#### [Requirement]
Copy out every line of the items below word for word, without changing anything.

───── Task inputs ─────

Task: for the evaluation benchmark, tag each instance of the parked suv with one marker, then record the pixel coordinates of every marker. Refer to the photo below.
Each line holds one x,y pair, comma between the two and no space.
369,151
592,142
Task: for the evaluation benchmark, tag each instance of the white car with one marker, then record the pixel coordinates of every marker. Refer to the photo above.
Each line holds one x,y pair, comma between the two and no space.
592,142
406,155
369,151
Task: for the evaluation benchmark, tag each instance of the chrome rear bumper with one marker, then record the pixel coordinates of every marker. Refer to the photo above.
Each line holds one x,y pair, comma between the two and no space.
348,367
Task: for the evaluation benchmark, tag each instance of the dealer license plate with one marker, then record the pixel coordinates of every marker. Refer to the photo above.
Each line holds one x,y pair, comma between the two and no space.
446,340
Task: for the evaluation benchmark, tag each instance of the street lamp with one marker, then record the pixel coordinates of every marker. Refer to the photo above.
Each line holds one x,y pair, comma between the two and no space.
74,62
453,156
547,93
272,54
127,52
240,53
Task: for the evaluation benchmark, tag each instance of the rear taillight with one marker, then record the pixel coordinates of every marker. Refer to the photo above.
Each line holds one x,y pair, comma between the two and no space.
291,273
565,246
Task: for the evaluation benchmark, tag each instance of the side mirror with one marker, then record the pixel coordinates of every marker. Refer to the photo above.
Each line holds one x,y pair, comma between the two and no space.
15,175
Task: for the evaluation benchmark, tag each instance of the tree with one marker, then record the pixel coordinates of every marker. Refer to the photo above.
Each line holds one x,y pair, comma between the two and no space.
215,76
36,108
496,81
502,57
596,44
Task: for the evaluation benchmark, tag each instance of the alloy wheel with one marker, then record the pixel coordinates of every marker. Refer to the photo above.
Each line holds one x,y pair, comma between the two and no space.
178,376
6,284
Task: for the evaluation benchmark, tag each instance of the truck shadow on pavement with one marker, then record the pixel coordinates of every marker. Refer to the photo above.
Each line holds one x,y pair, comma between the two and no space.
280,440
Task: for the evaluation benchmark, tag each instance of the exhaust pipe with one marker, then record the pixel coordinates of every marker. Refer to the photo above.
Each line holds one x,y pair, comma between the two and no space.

─────

#### [Exercise answer]
Task: for the evaluation benchmark, tag each instance of the parked suv with one marker, then record the pixel coordinates of every marker. Refer to the photo below.
Each line holds one x,y pair, comma between the two and no space.
369,151
592,142
Task: for the evaluation benchmark, tag each instance of the white car with one marker, then record the pixel coordinates of every marker. Refer to the photo above.
Each line holds one x,y pair, comma between the two and no space.
592,142
406,155
369,151
Task: for the evaluation benchmark, tag each instance of the chrome rear bumper with one marker, then record the pixel coordinates of every marker. Refer to the photo above.
Each line holds one x,y pair, comma between the two and no space.
348,367
Task: for the evaluation benchmark, tag each instance of the dealer license plate with one marker, then record the pixel coordinates of every marker. Refer to the photo above.
Each line holds one x,y pair, comma between the two and no space.
446,340
Task: for the evaluation benchmark, tag each instance of the street lamp with one marker, then record the pixel coordinates of every marker. Refer to the photo above.
Each line holds one x,y pair, comma between the two and no space.
74,62
453,156
547,93
272,54
127,52
240,53
Task: for the evaluation benchmark, tag each instance of the rear taillight with one marker, then record the pixel coordinates of every marker. Refer to the photo above.
Each line holds one x,y pair, comma between the two and no space.
291,273
565,246
Task: for the evaluation benchmark, tag each instance of the side mirror with one marker, then record the pixel coordinates of every marker. Refer to the photo above.
Each line holds one x,y pair, comma between the two and no space.
15,175
Task: for the evaluation benchmark, tag each instance of the tree with one marker, then record the pixel coordinates of every marker. Refer to the photo above.
Each line holds one x,y pair, comma between the two and no space.
215,76
36,108
496,81
502,57
596,44
Task: for the evaluation benchmark, tag each instance of the alloy wheel with one marker, then record the pixel coordinates of every marker. Refer to the photo above.
Each line holds one x,y pair, comma between the two and no space.
178,376
6,284
Task: for the evaluation benchmark, tag each instance of the truck shadow on pavement with one marker, then record the pixel coordinates of every marker. Refer to the photo above.
Each line holds one x,y pair, comma between the two and no space.
280,440
Task: for the evaluation benchmark, tag each instance of the exhaust pipe with one marker, then record the pixel coordinates of every marker. Refer to the photo above.
Each line holds one x,y pair, comma between the two and no space.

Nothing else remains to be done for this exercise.